The records should be written out in full, with nothing altered.

╭─ INPUT RECORDS

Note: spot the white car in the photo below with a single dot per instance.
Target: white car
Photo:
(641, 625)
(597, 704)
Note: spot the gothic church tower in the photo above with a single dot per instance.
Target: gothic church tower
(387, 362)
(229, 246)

╰─

### [THE OUTPUT]
Note: spot the white car in the photo below with a single dot per instance.
Target: white car
Photo:
(641, 625)
(597, 704)
Note: spot the gothic church tower in the photo above with a single dot per instance.
Target: gothic church tower
(387, 362)
(229, 246)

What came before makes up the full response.